:: What you need to do ::
Set down each entry exactly as given; pictures should not appear in the copy.
* START *
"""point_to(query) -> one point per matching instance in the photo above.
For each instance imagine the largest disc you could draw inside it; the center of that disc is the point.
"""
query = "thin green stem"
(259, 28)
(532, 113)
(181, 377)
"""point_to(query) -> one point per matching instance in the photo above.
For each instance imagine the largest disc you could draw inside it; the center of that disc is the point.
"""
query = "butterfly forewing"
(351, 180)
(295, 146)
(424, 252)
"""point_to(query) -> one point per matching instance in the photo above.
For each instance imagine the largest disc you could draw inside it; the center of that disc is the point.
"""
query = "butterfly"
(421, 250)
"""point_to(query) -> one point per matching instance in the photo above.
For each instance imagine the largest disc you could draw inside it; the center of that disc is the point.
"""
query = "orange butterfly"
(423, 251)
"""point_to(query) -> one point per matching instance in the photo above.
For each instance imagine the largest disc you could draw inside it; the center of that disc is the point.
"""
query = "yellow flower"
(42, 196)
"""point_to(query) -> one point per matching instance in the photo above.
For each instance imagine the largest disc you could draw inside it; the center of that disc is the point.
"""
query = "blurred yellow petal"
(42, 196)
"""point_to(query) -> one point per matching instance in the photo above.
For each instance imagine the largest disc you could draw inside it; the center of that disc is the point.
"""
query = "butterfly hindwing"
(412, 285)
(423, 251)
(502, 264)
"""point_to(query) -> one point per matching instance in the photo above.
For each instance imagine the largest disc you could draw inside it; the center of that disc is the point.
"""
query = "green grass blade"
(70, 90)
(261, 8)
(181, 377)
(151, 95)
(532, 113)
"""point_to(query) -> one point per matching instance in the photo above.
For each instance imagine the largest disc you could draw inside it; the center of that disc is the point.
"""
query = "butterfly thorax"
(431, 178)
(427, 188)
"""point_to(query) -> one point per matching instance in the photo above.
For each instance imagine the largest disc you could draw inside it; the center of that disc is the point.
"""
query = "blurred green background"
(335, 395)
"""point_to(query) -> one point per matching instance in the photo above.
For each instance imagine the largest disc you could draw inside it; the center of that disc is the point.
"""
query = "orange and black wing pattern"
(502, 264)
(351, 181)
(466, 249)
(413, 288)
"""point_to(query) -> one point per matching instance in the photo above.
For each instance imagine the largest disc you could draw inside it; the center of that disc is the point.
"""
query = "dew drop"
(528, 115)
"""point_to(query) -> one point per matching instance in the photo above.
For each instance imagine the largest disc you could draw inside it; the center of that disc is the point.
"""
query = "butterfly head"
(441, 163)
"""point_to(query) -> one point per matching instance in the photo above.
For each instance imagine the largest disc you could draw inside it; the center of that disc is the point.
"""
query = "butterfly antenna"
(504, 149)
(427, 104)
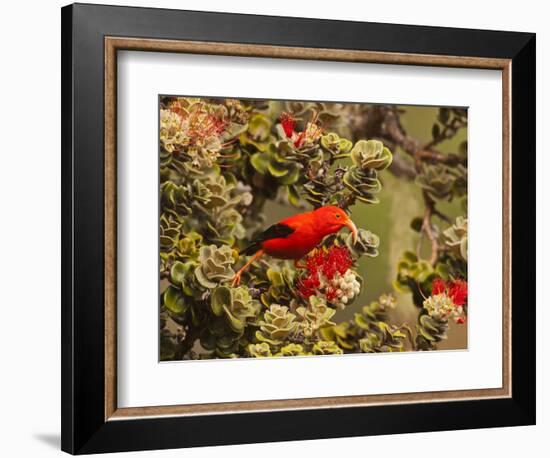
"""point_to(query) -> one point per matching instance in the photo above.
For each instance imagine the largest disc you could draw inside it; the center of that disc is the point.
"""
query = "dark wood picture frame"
(91, 37)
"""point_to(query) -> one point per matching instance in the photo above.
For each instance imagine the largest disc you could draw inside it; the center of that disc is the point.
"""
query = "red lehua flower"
(300, 139)
(288, 122)
(439, 286)
(327, 263)
(457, 290)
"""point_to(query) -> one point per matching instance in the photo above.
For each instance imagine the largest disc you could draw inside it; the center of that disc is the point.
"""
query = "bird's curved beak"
(353, 228)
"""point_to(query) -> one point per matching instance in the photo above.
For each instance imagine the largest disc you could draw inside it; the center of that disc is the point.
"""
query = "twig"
(427, 227)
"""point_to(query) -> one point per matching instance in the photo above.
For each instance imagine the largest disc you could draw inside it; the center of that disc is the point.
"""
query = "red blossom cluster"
(324, 263)
(457, 290)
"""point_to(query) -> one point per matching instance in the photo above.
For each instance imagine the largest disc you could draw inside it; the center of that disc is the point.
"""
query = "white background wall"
(30, 225)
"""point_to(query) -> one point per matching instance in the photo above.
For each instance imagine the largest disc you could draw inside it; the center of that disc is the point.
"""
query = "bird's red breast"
(306, 232)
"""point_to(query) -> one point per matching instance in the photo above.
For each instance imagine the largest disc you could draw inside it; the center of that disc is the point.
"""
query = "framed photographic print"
(271, 222)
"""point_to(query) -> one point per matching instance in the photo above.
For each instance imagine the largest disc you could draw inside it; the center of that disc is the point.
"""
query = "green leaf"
(178, 272)
(174, 300)
(260, 162)
(221, 297)
(293, 196)
(277, 169)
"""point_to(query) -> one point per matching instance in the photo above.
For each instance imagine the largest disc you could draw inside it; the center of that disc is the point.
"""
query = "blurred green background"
(400, 202)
* END *
:: In response ::
"""point_to(query) -> one point per matching instance in the photo above.
For each instance imagine the largest disc you could draw inside it; the center of that disc is the point.
"""
query = "thin green stem"
(259, 28)
(532, 113)
(181, 377)
"""point_to(query) -> one point per matching instance in the photo above.
For each instance imagine the largest disc you could draw inside it; the center of that disc is the point.
"""
query = "butterfly forewing"
(351, 180)
(295, 146)
(424, 252)
"""point_to(query) -> one point per matching instance in the photo above.
For each instance imagine the largest disc you could draw inside it; the center of that disc is the point.
"""
query = "butterfly"
(421, 250)
"""point_to(query) -> one point per matching instance in the photo above.
For each instance imagine the largest disc you could draw inside it; the center of that disc is the point.
"""
query = "orange butterfly"
(423, 251)
"""point_to(query) -> one point per matching instance in the photo above.
For each instance imagine the largest disc you could draw inside it; the center of that disc is the point.
"""
query = "yellow flower"
(42, 196)
"""point_to(query) -> one point per matching instance in the photo above.
For each instance imagine the largest disc you could draw inside it; the center of that disc is the point.
"""
query = "blurred yellow petal"
(42, 196)
"""point_to(query) -> one point per matching instance in the photo above.
For each instance imagine the largest disc you could draw inside it; the center of that disc is the point.
"""
query = "butterfly hindwing"
(412, 285)
(423, 251)
(502, 264)
"""point_to(query) -> one point per matching instance in the photo above.
For each instance imagine the largest disc you could draw inside it; the center of that disc is the point.
"""
query = "green grass blade"
(70, 90)
(261, 8)
(181, 377)
(151, 95)
(532, 113)
"""point_to(query) -> one point per matching instance in the photo above.
For each instance imagine the largest disc you could draw inside it; the center of that disc is the point.
"""
query = "butterfly thorax"
(431, 178)
(427, 188)
"""point_to(query) -> one point per matching instance in the photo above.
For each instance imagine the largest disc you could draw inside it; the center of that disc is the point.
"""
query = "blurred green background"
(335, 395)
"""point_to(query) -> one point per matching instance in the photo above.
For each instance imagine the largest disc you could draw inside it; the center of that disc is the point.
"""
query = "orange and black wing pattern"
(502, 264)
(351, 181)
(466, 249)
(413, 288)
"""point_to(query) -> one point per matching instance in the photo above.
For each instance imagine the largest disc you could draw inside it; the center of that disc is the point.
"""
query = "dew drop"
(528, 115)
"""point_to(query) -> one point per matching instance in the photo above.
For each instance imagine the largest disc you could draw inside it; the center of that disc is the point.
"""
query = "butterfly head"
(441, 163)
"""point_to(query) -> one point per matching instance in the photo above.
For each instance imagine the largest disc you could draw inside it; the center of that disc is the point.
"""
query = "butterfly antenna"
(504, 149)
(427, 104)
"""point_to(query) -> one point per matching instance in the photo above.
For each instance imagine the largest disc you could draw inside it; the center of that disc is the point.
"""
query = "dark wood picture frame"
(91, 37)
"""point_to(query) -> one point per matching instance in the photo above.
For each instance imagine the largest disc you could draw inside it; the center of that disc is the point.
"""
query = "red lehua flower"
(300, 139)
(288, 122)
(439, 286)
(327, 263)
(457, 290)
"""point_to(query) -> one point per matching instance in the photo above.
For each instance imagine the largest disc you could draw inside it; the center of that disc is the point.
"""
query = "bird's curved beak"
(353, 228)
"""point_to(query) -> one point per matching instance in the photo above.
For each instance imagine the largest disc you could draw inside it; the center of that disc is the point.
"""
query = "twig"
(427, 227)
"""point_to(query) -> one point per matching instance in the photo above.
For each instance imagine the largest disc you could draw inside it; the center of that disc is the point.
"""
query = "red blossom cluster"
(324, 263)
(457, 290)
"""point_to(query) -> one point per matching instance in the photo above.
For each instance imagine the largest disc you could draw inside it; the center of that disc is the point.
"""
query = "white background wall"
(30, 225)
"""point_to(query) -> one point per matching instance in the photo above.
For each instance imagine the largest disc you could draw inside it; the center of that disc is the point.
"""
query = "bird's red breast"
(306, 232)
"""point_to(query) -> one point per matching instance in the photo above.
For each instance imagine the largest disc you could draw inside it; the center of that disc is the point.
"""
query = "framed photographic print"
(271, 222)
"""point_to(query) -> one point per matching instance in the photo above.
For each instance imagine the largest disc you could draw inside it; the center of that disc is the point.
"""
query = "green leaf"
(178, 272)
(174, 300)
(260, 162)
(221, 297)
(293, 196)
(277, 169)
"""point_to(query) -> one point per matching instance in the photo above.
For each instance imagine the largest disc you could draw inside it; the center of that disc is the point.
"""
query = "blurred green background"
(400, 202)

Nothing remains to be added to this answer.